═══ Given records ═══

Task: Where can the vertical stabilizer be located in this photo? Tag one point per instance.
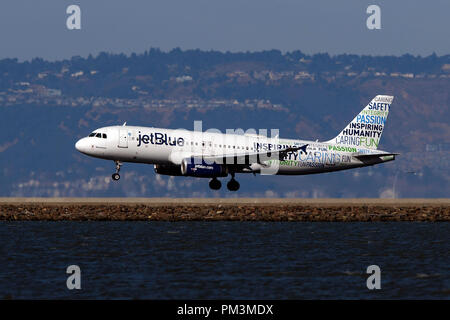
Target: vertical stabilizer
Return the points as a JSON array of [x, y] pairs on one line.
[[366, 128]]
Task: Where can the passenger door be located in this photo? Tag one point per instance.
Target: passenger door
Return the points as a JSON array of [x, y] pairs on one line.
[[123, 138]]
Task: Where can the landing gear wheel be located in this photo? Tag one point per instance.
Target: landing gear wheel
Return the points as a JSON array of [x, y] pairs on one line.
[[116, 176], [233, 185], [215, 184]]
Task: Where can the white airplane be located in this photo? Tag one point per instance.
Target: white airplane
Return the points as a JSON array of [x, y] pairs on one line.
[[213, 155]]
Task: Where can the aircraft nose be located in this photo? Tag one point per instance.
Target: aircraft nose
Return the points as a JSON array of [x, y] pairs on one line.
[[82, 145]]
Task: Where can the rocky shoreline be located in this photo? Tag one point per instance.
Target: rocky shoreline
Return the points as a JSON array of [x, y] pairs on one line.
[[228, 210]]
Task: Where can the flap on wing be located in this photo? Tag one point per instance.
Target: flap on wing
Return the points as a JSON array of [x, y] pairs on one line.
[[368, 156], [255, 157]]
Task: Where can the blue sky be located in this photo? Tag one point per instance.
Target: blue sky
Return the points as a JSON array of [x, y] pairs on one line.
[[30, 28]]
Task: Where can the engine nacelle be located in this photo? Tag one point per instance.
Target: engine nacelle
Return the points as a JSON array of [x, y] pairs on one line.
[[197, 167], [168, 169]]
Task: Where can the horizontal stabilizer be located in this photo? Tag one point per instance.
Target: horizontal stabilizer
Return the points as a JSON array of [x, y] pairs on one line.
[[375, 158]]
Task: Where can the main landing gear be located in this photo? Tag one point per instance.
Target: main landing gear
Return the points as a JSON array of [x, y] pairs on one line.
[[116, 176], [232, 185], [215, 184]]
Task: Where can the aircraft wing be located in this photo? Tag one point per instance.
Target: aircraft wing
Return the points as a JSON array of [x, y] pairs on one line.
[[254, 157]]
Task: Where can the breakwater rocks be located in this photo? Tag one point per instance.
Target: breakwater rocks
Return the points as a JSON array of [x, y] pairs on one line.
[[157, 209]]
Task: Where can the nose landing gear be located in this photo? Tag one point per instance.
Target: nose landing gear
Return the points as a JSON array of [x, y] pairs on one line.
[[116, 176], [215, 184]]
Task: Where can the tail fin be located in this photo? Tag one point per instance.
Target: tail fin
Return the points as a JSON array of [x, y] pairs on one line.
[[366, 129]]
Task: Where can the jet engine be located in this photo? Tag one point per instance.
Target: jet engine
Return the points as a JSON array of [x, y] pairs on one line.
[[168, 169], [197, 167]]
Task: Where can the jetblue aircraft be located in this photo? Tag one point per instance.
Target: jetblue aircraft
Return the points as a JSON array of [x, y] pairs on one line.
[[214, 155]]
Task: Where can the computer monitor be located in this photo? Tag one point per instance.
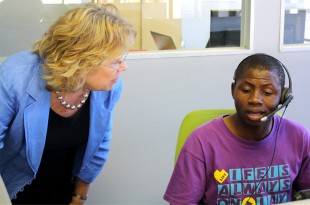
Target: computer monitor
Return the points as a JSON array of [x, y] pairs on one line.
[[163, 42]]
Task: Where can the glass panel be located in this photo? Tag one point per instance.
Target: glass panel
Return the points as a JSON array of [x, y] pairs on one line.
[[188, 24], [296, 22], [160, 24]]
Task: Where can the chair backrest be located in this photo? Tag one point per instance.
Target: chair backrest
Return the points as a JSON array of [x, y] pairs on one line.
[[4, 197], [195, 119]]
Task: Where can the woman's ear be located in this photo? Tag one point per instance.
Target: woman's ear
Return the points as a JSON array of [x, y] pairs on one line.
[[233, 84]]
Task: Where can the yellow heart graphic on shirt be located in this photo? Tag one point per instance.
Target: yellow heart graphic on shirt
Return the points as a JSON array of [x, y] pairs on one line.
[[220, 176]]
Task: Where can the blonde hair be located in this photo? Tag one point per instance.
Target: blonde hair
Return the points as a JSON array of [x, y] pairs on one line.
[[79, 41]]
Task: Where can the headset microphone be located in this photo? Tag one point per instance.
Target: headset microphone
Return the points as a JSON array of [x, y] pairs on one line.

═══

▸ Given instruction
Repeat every line of the records above word for word, leaving out the pictures.

▸ Reply to the task
Task: Where can the vertical stabilizer be located in this photo? Tag one point per instance.
Target: vertical stabilizer
Return the points as a JSON array of [x, y] pairs on one line.
[[366, 128]]
Task: Where can the passenger door be located in this photo? Tag one point per instance.
Target: passenger door
Return the points as a JSON array of [x, y] pairs on one line.
[[123, 138]]
Task: Where can the landing gear wheel be located in this photo? Tag one point per instance.
Target: landing gear wheel
Return the points as a JSON array of [x, y] pairs on one line.
[[116, 176], [233, 185], [215, 184]]
Task: Where can the white airplane be located in this photo? Tag one point per instance.
Target: white airplane
Return the points as a JSON array of [x, y] pairs on one line.
[[213, 155]]
Task: Where can the aircraft nose be located in this photo? Tag one point per instance.
Target: aircraft nose
Return the points as a JSON array of [x, y] pairs on one line.
[[82, 145]]
Task: Where can the rocky shoreline be located in this photo? Tag one point per instance.
Target: rocky shoreline
Return the points as a JSON array of [x, y] pairs on one line.
[[228, 210]]
Task: Where can the flap on wing be located in this photo? Tag one point per instance.
Target: flap on wing
Return the points as a JSON array of [x, y] pairs on one line.
[[368, 156], [255, 157]]
Task: Where can the blue sky be located in this photo? Tag one point per instance.
Target: blue sky
Return the points as a JSON array of [x, y] pairs on one line.
[[30, 28]]
Task: Where can the engine nacelle be located in this photo? Tag one point per instance.
Target: engine nacelle
Return the points as a JSON array of [x, y] pairs on one line.
[[197, 167], [168, 169]]
Task: Where can the horizontal stabilizer be located in this photo? Tag one point per instance.
Target: horizontal stabilizer
Return the points as a JSON array of [x, y] pairs on one line.
[[375, 158]]
Task: Where can the main landing gear be located in this photo? Tag one point per instance.
Target: main landing gear
Return the points as a JSON array of [x, y] pairs on one line.
[[116, 176], [232, 185], [215, 184]]
Task: Where can the aircraft wing be located in this photo? Tag one point per instance.
Target: aircraft wing
Return the points as a JSON array of [x, y] pairs on one line.
[[254, 157]]
Task: Where can the breakwater rocks be located in this photo? Tag one point per instance.
Target: breakwater rocks
Return the points as a JSON array of [x, y] pairs on one line.
[[157, 209]]
Task: Where can the nose landing gear be located in this photo? Tag one point per instance.
Target: nose landing gear
Return the points as a JSON array of [x, y] pairs on one line.
[[116, 176], [215, 184]]
Task: Where can the tail fin be located in this photo? Tag one point per instance.
Target: tail fin
Return the points as a JSON array of [x, y] pairs on one line.
[[366, 129]]
Task: Where can the jet engine be located in this photo? Tag one point per instance.
Target: jet engine
Return the points as a JSON array of [x, y] pairs on one line.
[[168, 169], [197, 167]]
Task: Where can the jetblue aircraft be located in this photo? Tag one point per instance.
Target: jetblue aircraft
Return the points as a JSON array of [x, y] pairs on one line.
[[214, 155]]
Task: Where can the computer monitor be located in this photo? Tag one point per instance.
Target: computer monitor
Return the points as a JSON array of [x, y] pairs on one line.
[[163, 42]]
Task: Where can the glass panel be located in this photo? Tag one point per instance.
Target: glass panel
Return the points as a JSON array of [x, y] pairs on one line.
[[188, 24], [296, 22], [160, 24]]
Task: Where can the chair backrest be located in this photo? Tag one point per instance.
Target: chair backrest
Return the points as a JSON array of [x, y] pairs on one line.
[[4, 197], [195, 119]]
Task: Where can the woman's ear be located in this photo? Tag one point per instance.
Target: woman's ear
Return the points as a JSON array of [x, y] pairs on one line.
[[233, 84]]
Task: Where can the yellow heart graphic on shirt be located in this photo? Tag one point per instance.
Target: yellow heart graphic on shirt
Return the points as a JSON array of [x, y] pairs on one line.
[[220, 176]]
Task: Where can the blonde hair be located in this photo? Tag one point per instance.
Target: blonde hair
Return the points as a JSON array of [x, y] pairs on one line.
[[79, 41]]
Task: Where can the headset microphone be located in this photo? Tag one point per instance.
Target: headset microphone
Return the points as a JSON array of [x, y] pairs on one line.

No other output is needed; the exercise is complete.